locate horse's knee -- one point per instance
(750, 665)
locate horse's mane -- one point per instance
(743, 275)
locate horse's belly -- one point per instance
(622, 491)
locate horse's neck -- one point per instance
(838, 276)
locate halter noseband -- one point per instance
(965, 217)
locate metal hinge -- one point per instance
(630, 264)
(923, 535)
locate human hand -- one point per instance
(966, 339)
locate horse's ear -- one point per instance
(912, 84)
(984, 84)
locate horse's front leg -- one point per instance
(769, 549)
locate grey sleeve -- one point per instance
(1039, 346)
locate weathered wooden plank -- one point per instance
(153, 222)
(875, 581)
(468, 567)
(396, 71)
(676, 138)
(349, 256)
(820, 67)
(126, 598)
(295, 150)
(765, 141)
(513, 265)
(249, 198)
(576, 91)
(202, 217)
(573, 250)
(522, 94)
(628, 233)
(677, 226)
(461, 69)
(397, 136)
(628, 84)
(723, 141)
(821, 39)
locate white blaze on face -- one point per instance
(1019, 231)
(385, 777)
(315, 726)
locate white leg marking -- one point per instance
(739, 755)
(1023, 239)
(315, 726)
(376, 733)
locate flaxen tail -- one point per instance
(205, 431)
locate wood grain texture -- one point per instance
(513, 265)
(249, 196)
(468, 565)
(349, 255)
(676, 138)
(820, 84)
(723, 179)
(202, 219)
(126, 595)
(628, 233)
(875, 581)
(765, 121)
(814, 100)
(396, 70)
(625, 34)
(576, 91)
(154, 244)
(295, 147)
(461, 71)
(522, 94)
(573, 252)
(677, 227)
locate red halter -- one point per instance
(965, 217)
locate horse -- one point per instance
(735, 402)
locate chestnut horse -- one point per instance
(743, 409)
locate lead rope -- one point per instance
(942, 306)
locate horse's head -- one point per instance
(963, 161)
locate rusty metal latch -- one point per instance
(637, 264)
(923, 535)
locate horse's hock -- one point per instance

(What this task involves): Starting at the line that has "locate chestnut horse" and going through the last line, give those lines again with "one point per instance" switched to "a point for each instance" and everything else unchanged.

(Output of the exercise):
locate chestnut horse -- a point for each instance
(743, 409)
locate lead rope -- a point for each instance
(942, 306)
locate horse's head -- a point for each instance
(963, 161)
locate rusty metal latch -- a point for each instance
(637, 264)
(923, 535)
locate horse's hock -- a point for each instance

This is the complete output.